Work task: Some of the lines below need repeating. Reproduce exactly those between the lines holding "[pin] building (one" and "[pin] cloud (one", inclusive.

Segment Start: Provided material

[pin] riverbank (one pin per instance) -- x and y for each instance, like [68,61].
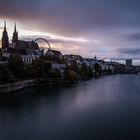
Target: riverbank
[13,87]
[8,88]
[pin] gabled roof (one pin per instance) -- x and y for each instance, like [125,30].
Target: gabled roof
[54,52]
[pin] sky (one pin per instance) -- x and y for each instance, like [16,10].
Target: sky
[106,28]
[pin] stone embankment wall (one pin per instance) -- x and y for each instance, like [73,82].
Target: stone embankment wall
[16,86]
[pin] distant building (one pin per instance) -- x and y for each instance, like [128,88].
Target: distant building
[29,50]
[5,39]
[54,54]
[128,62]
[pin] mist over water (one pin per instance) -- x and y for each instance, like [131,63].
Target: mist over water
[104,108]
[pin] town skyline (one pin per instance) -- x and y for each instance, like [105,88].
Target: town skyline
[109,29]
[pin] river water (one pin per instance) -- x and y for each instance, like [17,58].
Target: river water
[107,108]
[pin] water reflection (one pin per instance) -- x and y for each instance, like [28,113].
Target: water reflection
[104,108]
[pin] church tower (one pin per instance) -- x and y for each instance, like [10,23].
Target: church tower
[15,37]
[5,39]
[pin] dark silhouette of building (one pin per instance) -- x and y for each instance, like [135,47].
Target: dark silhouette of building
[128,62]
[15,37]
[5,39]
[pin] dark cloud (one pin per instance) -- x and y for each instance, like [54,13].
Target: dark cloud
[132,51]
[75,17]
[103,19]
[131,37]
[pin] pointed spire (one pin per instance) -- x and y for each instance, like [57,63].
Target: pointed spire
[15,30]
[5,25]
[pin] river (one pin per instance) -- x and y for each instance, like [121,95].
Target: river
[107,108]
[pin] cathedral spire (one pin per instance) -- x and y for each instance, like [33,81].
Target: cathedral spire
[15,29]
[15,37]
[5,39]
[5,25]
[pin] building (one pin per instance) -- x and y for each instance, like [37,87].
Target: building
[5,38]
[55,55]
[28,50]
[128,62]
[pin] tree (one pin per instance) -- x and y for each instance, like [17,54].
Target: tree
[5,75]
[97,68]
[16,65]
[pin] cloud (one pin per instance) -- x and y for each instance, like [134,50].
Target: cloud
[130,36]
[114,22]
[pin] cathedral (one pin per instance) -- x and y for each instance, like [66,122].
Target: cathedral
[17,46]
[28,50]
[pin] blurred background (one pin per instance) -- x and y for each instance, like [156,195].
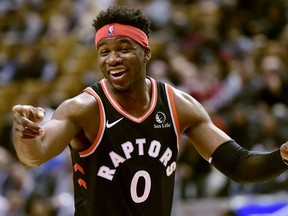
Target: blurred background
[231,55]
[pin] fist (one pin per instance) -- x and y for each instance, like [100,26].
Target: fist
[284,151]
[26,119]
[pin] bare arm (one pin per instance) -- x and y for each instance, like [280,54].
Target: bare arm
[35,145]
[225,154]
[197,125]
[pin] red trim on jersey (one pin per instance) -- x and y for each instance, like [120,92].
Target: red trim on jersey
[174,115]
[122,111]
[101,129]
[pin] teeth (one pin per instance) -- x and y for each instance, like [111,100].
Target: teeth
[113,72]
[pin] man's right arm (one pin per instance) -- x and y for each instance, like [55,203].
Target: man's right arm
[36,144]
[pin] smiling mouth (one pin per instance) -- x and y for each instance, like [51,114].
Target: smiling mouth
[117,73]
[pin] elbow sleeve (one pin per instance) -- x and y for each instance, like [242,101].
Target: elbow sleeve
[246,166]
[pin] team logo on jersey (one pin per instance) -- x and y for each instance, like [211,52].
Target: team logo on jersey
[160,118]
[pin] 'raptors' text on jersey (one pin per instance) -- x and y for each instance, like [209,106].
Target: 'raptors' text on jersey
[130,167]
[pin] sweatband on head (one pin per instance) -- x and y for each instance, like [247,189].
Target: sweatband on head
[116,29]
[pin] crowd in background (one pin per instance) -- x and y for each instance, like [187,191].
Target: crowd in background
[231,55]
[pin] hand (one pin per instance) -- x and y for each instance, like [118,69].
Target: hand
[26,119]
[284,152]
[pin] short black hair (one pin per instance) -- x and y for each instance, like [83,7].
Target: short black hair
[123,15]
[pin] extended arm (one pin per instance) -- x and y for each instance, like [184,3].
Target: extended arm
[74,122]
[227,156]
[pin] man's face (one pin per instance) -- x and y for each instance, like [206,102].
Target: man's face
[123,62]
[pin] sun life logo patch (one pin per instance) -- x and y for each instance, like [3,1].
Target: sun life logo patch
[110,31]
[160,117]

Segment End: Provided material
Segment Start: Provided material

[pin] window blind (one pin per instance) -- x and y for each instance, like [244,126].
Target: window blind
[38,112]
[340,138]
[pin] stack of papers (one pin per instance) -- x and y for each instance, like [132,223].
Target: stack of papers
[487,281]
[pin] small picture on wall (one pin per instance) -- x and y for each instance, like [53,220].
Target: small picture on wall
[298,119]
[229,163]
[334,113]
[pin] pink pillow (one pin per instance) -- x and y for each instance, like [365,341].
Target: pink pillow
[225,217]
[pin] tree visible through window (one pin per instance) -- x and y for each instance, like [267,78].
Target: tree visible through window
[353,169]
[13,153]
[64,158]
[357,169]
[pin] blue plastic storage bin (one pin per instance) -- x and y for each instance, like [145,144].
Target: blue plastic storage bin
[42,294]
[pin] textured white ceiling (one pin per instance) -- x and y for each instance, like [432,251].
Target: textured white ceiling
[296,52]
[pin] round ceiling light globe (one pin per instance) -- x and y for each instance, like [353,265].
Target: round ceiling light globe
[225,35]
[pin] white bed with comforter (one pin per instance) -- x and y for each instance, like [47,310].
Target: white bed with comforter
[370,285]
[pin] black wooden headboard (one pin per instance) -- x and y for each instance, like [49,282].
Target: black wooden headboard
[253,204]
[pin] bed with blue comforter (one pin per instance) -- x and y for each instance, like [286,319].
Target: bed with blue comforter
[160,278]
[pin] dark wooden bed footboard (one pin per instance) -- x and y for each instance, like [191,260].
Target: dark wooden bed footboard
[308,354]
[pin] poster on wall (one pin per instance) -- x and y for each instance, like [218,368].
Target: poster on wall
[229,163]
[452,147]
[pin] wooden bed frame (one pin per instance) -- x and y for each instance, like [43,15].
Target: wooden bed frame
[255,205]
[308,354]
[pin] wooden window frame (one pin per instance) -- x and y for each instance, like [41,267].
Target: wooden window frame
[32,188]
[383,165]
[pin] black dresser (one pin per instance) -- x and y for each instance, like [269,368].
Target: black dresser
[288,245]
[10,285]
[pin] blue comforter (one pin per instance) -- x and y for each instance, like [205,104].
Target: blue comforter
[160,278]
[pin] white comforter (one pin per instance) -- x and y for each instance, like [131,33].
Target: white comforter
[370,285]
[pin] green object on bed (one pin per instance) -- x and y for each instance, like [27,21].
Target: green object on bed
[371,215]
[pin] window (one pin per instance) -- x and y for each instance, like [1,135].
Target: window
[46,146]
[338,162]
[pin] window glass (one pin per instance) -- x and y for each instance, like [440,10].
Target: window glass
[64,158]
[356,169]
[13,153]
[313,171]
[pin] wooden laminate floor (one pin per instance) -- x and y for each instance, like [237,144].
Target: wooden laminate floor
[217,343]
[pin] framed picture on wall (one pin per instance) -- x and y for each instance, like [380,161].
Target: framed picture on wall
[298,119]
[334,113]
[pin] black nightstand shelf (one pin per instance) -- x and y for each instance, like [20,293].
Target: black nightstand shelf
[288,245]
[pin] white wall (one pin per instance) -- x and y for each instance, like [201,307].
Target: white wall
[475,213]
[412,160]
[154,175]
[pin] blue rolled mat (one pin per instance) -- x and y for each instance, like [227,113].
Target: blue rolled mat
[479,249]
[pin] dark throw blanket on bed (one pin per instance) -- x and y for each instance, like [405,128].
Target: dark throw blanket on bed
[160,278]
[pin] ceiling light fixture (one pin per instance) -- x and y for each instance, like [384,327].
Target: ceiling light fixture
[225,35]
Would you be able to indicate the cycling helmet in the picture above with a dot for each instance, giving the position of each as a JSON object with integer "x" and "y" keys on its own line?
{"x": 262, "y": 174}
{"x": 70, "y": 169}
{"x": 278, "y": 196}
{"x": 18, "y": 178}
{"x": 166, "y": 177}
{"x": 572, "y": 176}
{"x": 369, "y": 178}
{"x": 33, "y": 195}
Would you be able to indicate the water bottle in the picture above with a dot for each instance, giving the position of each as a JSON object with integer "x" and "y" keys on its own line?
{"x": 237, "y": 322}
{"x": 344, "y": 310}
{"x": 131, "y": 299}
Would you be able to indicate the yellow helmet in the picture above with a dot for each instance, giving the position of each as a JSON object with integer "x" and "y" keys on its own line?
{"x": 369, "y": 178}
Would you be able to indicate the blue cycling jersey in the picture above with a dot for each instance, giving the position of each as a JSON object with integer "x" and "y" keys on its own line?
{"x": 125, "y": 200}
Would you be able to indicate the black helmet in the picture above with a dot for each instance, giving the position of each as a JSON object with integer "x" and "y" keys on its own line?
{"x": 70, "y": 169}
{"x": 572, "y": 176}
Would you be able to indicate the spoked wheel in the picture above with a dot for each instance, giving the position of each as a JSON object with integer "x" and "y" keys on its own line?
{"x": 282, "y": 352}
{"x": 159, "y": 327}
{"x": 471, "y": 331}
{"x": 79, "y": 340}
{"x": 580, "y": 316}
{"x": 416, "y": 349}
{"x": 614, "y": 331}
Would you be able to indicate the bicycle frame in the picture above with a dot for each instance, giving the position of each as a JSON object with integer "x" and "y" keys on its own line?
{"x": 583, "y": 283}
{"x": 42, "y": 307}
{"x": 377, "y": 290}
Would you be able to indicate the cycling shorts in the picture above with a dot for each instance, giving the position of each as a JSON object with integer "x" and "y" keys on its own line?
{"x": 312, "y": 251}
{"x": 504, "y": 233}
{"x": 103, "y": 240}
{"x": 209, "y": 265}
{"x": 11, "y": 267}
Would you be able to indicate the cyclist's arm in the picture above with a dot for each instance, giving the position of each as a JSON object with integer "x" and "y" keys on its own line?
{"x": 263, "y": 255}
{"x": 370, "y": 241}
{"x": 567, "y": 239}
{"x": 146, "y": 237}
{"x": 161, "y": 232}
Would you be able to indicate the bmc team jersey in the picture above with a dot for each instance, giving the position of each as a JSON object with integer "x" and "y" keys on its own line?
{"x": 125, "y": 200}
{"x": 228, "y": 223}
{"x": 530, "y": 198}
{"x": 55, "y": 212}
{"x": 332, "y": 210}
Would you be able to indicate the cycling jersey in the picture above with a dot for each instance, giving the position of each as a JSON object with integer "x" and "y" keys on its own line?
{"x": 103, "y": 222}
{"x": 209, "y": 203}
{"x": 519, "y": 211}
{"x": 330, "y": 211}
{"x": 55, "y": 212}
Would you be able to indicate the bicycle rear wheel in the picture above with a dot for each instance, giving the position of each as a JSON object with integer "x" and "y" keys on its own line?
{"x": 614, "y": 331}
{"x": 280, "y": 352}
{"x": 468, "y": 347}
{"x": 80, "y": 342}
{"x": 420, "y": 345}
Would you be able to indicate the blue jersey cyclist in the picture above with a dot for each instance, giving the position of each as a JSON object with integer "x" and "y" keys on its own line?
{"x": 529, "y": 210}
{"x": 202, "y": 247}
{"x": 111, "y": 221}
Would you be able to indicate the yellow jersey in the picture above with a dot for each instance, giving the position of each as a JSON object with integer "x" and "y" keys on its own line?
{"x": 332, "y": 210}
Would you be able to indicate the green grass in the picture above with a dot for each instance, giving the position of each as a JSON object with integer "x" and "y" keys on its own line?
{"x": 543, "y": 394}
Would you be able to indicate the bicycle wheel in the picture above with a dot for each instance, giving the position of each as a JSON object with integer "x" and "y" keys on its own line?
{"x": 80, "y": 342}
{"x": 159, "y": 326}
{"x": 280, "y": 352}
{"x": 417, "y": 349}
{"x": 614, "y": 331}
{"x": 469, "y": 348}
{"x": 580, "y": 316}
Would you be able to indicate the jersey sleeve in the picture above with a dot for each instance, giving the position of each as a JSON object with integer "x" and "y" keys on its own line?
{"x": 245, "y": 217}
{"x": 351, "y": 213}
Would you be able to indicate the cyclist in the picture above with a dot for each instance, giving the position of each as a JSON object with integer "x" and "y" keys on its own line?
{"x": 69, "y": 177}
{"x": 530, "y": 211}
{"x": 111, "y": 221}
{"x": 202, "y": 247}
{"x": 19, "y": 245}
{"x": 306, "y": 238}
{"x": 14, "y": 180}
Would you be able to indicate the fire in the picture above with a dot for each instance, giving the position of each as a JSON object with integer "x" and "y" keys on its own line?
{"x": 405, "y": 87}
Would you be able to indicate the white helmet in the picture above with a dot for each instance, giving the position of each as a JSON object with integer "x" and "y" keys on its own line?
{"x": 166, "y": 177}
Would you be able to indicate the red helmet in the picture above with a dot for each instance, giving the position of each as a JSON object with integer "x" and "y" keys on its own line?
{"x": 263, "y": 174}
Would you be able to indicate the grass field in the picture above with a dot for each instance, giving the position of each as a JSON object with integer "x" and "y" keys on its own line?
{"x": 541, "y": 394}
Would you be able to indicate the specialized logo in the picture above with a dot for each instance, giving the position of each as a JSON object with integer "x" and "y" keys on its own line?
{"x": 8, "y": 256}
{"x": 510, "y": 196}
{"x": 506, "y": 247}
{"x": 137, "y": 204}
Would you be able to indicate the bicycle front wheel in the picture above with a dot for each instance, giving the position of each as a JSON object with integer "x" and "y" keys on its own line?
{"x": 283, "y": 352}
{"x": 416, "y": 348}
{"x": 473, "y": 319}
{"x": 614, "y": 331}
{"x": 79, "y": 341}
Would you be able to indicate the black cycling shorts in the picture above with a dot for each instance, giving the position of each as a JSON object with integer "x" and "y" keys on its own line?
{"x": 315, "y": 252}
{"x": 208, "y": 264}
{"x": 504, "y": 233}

Segment End: Provided material
Segment Start: Provided material

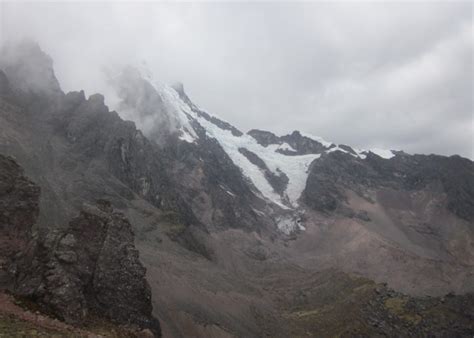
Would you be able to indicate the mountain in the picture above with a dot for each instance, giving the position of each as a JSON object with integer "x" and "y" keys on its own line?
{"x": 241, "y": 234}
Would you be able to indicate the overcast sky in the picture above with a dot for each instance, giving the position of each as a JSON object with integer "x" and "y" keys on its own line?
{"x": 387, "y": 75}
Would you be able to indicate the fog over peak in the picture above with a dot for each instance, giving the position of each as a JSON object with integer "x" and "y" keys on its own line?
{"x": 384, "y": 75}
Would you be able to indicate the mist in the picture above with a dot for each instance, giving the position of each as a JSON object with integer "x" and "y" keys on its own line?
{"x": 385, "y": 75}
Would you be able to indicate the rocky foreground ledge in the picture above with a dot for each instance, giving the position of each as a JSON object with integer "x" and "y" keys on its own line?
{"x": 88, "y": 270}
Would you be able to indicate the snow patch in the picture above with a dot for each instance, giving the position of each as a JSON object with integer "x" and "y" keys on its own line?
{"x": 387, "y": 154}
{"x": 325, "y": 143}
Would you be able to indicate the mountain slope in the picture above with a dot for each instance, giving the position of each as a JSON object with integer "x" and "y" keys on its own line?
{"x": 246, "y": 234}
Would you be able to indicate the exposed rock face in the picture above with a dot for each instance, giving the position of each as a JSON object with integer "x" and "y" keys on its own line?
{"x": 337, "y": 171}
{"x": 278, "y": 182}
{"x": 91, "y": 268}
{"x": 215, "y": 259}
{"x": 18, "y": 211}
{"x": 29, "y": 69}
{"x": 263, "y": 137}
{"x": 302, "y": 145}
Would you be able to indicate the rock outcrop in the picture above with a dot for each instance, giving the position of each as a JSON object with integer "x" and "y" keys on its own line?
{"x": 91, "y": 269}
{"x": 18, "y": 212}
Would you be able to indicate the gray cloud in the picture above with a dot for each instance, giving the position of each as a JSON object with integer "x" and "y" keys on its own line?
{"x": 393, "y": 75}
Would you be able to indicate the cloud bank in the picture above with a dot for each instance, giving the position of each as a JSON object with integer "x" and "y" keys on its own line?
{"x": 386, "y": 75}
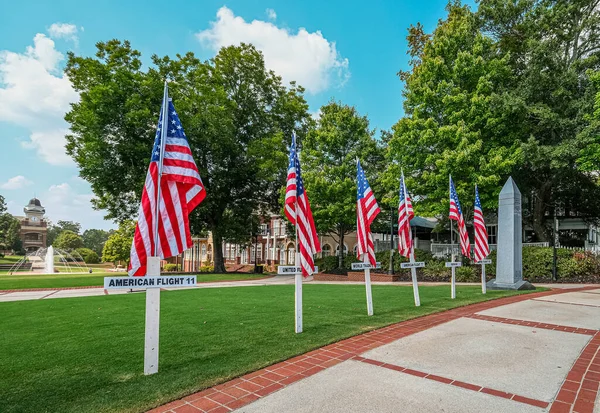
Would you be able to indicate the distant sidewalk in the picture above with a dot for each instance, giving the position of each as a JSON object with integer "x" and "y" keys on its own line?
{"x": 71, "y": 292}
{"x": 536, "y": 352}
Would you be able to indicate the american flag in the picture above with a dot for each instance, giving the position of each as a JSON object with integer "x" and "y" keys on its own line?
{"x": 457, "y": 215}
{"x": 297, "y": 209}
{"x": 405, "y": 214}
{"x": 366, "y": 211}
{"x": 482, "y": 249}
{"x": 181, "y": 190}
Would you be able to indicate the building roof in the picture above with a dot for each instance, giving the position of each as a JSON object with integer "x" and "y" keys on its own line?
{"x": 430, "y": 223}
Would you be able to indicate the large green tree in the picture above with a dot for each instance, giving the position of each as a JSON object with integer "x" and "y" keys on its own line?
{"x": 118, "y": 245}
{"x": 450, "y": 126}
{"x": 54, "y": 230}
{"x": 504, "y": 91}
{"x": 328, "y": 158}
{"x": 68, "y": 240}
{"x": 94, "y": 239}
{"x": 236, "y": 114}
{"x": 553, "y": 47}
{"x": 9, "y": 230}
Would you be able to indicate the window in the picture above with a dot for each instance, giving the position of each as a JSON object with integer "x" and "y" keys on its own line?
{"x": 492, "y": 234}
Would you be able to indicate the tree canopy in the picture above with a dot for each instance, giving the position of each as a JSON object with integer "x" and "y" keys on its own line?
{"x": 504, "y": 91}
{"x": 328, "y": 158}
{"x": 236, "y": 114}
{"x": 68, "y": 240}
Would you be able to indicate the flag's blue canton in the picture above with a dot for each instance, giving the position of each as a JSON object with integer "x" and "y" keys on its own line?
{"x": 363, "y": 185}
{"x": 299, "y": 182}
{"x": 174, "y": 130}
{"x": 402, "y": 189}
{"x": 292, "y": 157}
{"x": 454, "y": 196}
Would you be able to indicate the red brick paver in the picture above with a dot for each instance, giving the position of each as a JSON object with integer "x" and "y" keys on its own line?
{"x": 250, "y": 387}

Segment End: Provided material

Output for this task:
[pin] building (one pin per instance) -- x and y for each instance, like [37,87].
Target: building
[5,38]
[55,55]
[28,50]
[128,62]
[pin] tree (one pin per instance) -- x and y for each instance, like [17,54].
Target: tree
[5,75]
[97,68]
[16,65]
[pin] cloud (one pin per instance) -- x and y for each instance, like [134,50].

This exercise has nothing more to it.